Stored items:
————
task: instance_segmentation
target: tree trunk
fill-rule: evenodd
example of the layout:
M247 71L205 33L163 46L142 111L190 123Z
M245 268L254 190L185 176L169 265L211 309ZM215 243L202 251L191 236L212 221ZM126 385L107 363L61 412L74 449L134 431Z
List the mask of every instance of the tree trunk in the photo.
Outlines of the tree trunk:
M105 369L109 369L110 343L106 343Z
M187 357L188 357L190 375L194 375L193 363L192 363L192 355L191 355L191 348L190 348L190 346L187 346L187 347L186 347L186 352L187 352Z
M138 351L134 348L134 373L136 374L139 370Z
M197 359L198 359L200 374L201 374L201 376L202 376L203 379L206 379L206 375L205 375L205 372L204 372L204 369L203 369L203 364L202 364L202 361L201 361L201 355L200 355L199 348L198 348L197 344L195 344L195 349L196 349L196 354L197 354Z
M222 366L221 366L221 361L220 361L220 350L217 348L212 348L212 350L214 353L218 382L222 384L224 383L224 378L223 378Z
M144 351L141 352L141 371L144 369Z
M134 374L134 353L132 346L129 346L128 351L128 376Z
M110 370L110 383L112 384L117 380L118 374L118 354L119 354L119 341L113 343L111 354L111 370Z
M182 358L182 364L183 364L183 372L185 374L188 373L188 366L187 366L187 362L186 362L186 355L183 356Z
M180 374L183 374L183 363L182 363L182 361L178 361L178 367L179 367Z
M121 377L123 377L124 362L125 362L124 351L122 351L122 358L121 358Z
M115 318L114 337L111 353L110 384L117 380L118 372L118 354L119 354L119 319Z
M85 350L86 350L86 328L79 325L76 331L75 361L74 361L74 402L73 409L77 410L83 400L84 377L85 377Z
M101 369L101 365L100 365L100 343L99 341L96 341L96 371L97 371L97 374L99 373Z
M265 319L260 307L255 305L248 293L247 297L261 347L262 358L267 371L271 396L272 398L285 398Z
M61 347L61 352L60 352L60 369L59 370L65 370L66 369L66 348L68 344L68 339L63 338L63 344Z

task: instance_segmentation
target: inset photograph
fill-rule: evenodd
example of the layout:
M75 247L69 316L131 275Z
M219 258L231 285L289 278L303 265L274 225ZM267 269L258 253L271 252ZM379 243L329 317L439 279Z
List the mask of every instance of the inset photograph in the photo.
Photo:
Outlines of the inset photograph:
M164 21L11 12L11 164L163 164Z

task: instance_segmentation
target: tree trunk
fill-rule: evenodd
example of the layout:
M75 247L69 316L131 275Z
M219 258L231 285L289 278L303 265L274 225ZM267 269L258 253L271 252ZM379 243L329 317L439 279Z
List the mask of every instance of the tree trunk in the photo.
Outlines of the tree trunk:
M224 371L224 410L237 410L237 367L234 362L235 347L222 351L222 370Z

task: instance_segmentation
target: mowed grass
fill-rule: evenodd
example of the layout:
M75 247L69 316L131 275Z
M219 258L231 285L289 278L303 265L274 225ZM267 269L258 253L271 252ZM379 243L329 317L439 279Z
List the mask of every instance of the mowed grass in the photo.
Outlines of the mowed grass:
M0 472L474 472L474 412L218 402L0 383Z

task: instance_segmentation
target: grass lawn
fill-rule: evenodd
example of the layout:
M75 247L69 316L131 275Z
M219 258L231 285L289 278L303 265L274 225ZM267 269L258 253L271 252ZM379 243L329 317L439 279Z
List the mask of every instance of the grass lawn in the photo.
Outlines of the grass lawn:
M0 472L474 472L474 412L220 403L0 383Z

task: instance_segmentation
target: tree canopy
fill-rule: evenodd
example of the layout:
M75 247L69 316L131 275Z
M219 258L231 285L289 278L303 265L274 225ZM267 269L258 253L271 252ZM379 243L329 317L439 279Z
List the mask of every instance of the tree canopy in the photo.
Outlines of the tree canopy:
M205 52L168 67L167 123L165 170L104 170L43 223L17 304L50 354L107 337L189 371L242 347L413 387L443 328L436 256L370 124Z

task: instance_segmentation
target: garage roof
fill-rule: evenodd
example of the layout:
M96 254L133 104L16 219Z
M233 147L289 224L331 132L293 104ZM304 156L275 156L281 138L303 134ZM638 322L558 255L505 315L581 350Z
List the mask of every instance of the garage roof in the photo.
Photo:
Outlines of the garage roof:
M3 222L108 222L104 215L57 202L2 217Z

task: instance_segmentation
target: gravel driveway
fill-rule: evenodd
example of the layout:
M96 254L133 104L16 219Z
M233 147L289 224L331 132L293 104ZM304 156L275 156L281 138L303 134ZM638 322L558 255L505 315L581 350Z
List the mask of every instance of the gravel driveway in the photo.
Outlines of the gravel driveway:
————
Aim of the task: How many lines in the entries above hold the word "driveway"? Reply with the number by itself.

Exercise answer: 3